## begin

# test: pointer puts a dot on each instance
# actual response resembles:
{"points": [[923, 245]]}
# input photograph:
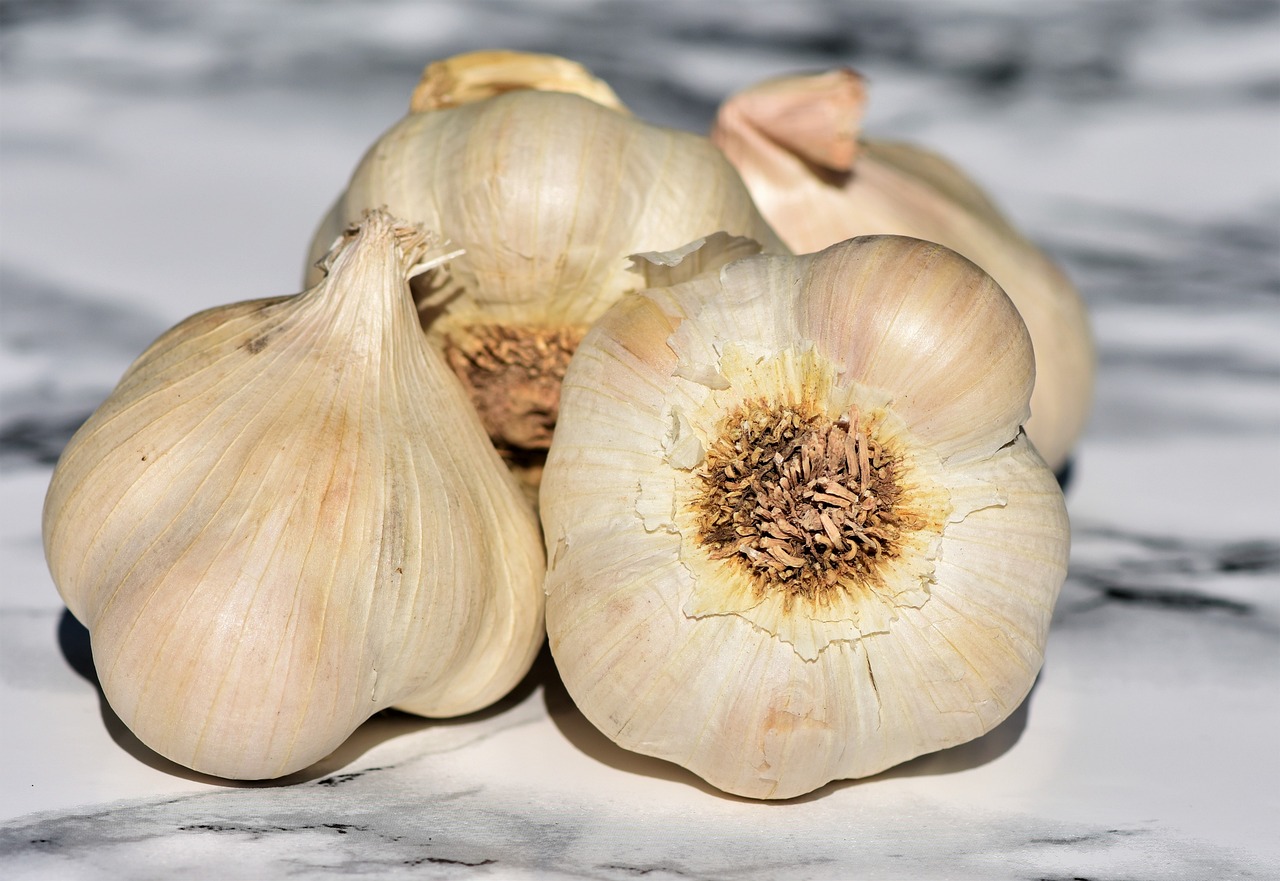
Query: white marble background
{"points": [[160, 158]]}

## end

:: WHAT YOU SHOULD DO ::
Output every line of the records above without any changes, leaving out the pictures.

:: WRITTEN RESPONSE ::
# test: pointer puts a dot on each instance
# actual response resembles:
{"points": [[923, 245]]}
# input photograph:
Query: white marble background
{"points": [[160, 158]]}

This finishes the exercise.